=== Data listing ===

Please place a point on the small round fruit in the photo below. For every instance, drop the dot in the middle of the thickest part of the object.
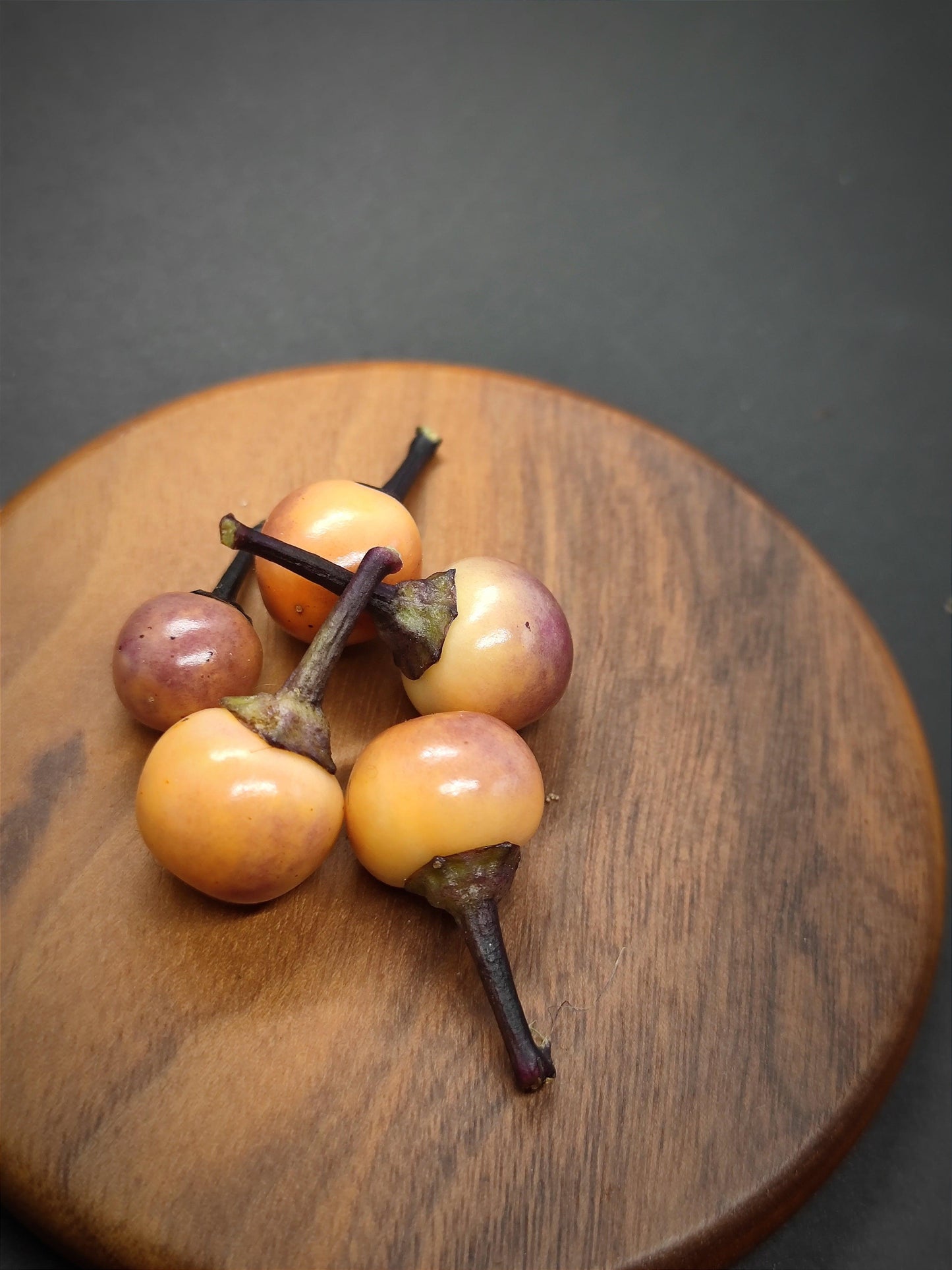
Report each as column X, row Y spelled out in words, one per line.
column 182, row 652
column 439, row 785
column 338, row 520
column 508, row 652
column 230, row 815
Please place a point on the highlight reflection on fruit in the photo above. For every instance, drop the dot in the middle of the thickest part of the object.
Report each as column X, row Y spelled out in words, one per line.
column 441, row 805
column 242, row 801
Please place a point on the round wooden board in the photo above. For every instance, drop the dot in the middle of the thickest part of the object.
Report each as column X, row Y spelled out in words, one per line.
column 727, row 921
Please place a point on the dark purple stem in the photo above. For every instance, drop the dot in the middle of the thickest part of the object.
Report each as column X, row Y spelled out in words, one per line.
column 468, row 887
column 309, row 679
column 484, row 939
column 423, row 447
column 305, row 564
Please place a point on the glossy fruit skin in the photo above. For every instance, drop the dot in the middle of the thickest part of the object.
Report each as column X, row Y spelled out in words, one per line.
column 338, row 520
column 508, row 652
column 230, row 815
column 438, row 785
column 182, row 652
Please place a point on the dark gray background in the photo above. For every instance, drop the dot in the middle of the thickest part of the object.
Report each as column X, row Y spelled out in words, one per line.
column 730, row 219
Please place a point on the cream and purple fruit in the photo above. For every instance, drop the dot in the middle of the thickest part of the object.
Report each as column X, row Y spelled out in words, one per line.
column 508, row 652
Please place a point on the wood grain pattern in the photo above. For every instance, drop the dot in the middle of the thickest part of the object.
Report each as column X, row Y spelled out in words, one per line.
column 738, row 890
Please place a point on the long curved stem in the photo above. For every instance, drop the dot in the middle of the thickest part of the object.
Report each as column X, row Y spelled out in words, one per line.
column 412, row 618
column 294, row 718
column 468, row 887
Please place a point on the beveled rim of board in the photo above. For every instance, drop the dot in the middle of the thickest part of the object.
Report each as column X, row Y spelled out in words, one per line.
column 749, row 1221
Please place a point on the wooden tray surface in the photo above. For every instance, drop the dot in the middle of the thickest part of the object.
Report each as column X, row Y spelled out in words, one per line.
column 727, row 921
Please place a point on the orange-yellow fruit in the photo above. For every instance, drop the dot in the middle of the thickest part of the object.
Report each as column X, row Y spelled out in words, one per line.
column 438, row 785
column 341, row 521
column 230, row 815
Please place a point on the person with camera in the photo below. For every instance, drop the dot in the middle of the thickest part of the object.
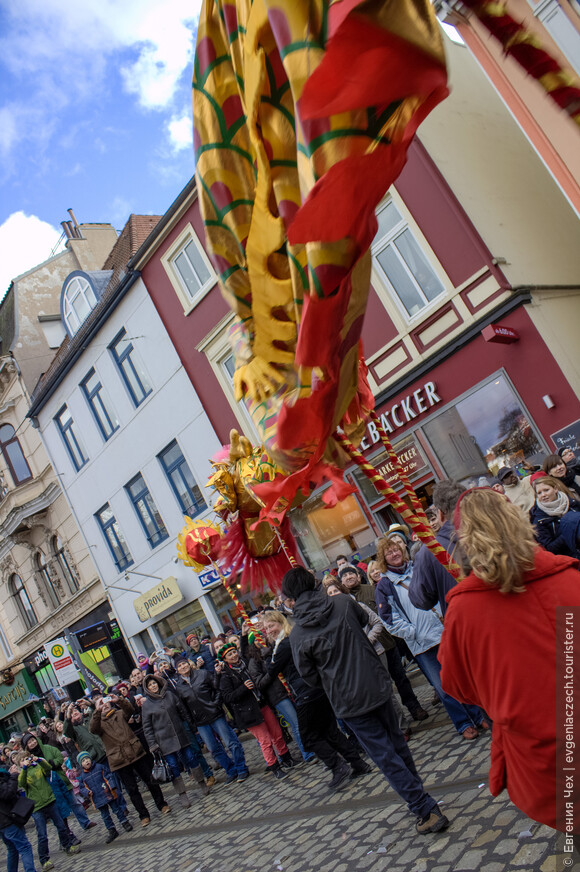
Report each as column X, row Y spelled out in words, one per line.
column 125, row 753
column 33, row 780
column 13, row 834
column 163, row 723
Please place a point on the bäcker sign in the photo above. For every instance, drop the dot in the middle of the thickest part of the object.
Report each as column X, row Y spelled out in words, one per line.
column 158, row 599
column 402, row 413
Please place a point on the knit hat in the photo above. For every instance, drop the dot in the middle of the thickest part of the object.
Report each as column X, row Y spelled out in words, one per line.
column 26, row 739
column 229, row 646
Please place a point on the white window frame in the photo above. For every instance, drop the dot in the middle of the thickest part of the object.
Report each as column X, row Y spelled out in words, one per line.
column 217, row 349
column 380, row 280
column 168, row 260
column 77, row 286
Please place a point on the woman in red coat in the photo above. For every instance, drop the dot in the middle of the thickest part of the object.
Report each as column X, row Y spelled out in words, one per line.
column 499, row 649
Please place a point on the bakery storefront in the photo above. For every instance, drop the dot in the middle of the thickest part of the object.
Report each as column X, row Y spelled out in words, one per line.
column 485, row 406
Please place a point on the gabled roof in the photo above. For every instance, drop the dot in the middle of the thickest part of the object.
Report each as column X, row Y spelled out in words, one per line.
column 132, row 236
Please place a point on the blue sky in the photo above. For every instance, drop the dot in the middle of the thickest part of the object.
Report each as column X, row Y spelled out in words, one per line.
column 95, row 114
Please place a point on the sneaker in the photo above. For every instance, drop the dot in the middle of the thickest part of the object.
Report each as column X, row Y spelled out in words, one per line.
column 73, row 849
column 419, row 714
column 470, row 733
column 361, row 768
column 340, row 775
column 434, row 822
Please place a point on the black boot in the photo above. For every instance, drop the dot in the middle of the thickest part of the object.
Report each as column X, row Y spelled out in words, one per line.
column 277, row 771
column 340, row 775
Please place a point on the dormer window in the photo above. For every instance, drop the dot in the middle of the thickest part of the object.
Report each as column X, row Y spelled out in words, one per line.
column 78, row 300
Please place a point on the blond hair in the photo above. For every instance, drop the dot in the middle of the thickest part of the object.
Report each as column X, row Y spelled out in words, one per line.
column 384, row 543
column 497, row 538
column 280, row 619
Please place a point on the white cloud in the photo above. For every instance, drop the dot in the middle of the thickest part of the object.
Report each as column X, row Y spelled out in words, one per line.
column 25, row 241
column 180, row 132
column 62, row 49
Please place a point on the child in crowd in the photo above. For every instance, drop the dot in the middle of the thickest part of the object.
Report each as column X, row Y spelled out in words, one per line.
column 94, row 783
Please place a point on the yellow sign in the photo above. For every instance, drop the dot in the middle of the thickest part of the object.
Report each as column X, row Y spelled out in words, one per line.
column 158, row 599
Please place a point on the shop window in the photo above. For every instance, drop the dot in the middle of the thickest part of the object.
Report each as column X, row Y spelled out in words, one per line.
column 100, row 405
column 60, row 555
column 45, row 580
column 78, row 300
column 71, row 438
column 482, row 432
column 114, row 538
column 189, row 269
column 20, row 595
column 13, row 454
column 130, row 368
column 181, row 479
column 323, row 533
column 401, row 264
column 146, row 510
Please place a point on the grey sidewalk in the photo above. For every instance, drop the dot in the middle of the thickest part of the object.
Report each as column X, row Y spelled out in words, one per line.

===

Aim of the exercise
Reproduce every entry word for word, but omit the pictures.

Problem solution
Please place a point on the small round fruit in the photo below. For every instance, drop the dot in the middle of the thickest part of the object.
Report each as column X, row Y spelled out in words, one per line.
column 182, row 652
column 439, row 785
column 338, row 520
column 508, row 652
column 230, row 815
Please place a point on the highlight reflection on fruit in the photo above. For every instance, drop the dot in the middle of the thickest part of the object.
Report each as column X, row Y spelled out in words, one per line.
column 441, row 805
column 242, row 801
Please place a point on the round wooden board in the photo above. For every instance, drop the dot in the middle of the thickest part of the object.
Report each as column X, row Y spelled out in words, one per line.
column 727, row 921
Please place a point on the dark purple stem in the photo above. For every instance, drop the dot in the middle of the thickest part of the object.
Report each as column X, row Y spelled out in words, one per line.
column 468, row 887
column 309, row 679
column 484, row 939
column 423, row 447
column 305, row 564
Please place a point on the glossy fruit skin in the photo above. For every instance, drop the dot in the middle of the thickest part of the object.
Report each as column X, row Y spelled out in words, one per line.
column 338, row 520
column 508, row 652
column 230, row 815
column 438, row 785
column 182, row 652
Please place a point on the dark gray background in the photo above. For every instance, drop the dot in the middle of the thickest part of the object.
Report each as column X, row Y spelled out in words, one per line.
column 730, row 219
Please place a point on the cream and purple fruit in the photo above. For every instance, drop the dot in the middle of the thickest part of the object.
Report each as column X, row Y spelled out in words, one per line.
column 508, row 652
Please place a point on the wood grain pattern in the photo above. For every instance, drop the dot in the middle of the thickest part of the object.
Report each as column X, row Y spelled out in words, one per line.
column 738, row 890
Please place a point on the long curved stem in the photo above. For every instance, drop the dot in the middle of the thickest part of the object.
Report each as column X, row Y spelled out in words, one per line.
column 412, row 618
column 294, row 718
column 468, row 887
Please place a point on the beveled rim of board in the photo above. For every instance, drop the dot in the middle of the thickest part of the object.
Report each as column X, row Y spelled out in words, one per line.
column 749, row 1221
Please place a point on the wooden tray surface in the photo above. For every instance, drop the dot in the middle of the thickest part of the object.
Report each as column X, row Y spelled out in words, one per line.
column 727, row 921
Please place a point on the orange-yellow fruit in the photo above. For every instance, drop the dot in the middle of the thickest part of the object.
Report each as column X, row Y spelled out in words, one per line.
column 438, row 785
column 341, row 521
column 230, row 815
Please place a point on the person with camera in the photo below. For every instance, drop the dot in the middle of the thickest part of the object.
Report each as column X, row Y spelled out in words, one per line.
column 125, row 753
column 33, row 780
column 13, row 834
column 163, row 723
Please place a point on the bäcker sign in the photo above. For every instance, drop the dot in the middle of the thickest part of the object.
Report each as column X, row Y spelled out in words, one per line.
column 158, row 599
column 402, row 413
Please place a point on the knit hat in the photo above. For every instance, drop the dot in the middle of the thickest part of the object.
Report each as column X, row Y spelled out in words, one per line.
column 26, row 739
column 229, row 646
Please place a point on the white window frame in the photo above. For every instance, drop the dot in the middle of the thickest part of the object.
Report each as column X, row Y spelled out in words, one per line.
column 217, row 349
column 380, row 280
column 168, row 260
column 77, row 286
Please place a point on the woman in red coat in the photo above. For every instance, drop the dot in the middle of the thickest part of the object.
Report each as column X, row Y spelled out in words, one per line.
column 499, row 649
Please place a point on the bakery storefront in the photo above. For every instance, drop the dot in the middle of the thickest part of the object.
Report each as column X, row Y spelled out in words, one per line.
column 485, row 406
Please place a point on the gabled roof in the photo above. For every instance, drop the dot in the middle of the thickest part of the object.
Report each as column X, row Y spelled out in words, one per line.
column 132, row 236
Please place a point on the blue sky in the photo above. For every instance, drop the dot in the middle of the thickest part of the object.
Report each as column X, row Y spelled out in words, one per line.
column 95, row 114
Please place a point on the sneaker in the photo above. For every instance, drop the dot in the middle of the thickest part of the object.
Report each as column X, row Y spelled out in words, one per line.
column 73, row 849
column 419, row 714
column 470, row 733
column 361, row 768
column 340, row 775
column 434, row 822
Please place a point on the black boot in the photo above. For every instance, drop the dot in the middle of the thickest part of the object.
Report each as column X, row Y spelled out in words, one per line.
column 277, row 771
column 340, row 775
Please place a point on the dormer window in the photo above. For every instance, drop the dot in the middle of the thickest part of the object.
Report each as column X, row Y spelled out in words, one per line.
column 78, row 300
Please place a point on the blond hair in the photo above. For every instance, drop the dot in the middle of the thickest part of the object.
Report each as column X, row Y spelled out in words, one per line.
column 384, row 543
column 497, row 538
column 280, row 619
Please place a point on the white cloud in the photo above. For every instance, drop the dot in the middle of the thickest part of the object.
Report each as column X, row Y spelled out in words, one per line.
column 25, row 241
column 180, row 132
column 62, row 49
Please place a point on the child in crowd in the photo above. For every instance, drop the dot in the middle of the thickest part of the object.
Report each as column X, row Y spelled out in words, one per line.
column 94, row 783
Please place a point on the yellow sign in the photo above. For every instance, drop the dot in the middle of the thickest part of the object.
Report each as column X, row Y spelled out in words, one per line.
column 158, row 599
Please place a point on the shop window in the photo above. For every instance, drop the dot in the middle of the thickest part of the object.
Report each as column X, row Y spelled out in words, one per line.
column 100, row 405
column 60, row 555
column 45, row 580
column 78, row 300
column 71, row 438
column 482, row 432
column 114, row 538
column 189, row 269
column 20, row 595
column 13, row 454
column 130, row 368
column 181, row 479
column 323, row 533
column 401, row 264
column 146, row 510
Please place a point on the grey sidewalk in the photo above. For every instance, drop the dot in the middle of the thickest part of the object.
Report each as column X, row Y spelled out in words, one per line.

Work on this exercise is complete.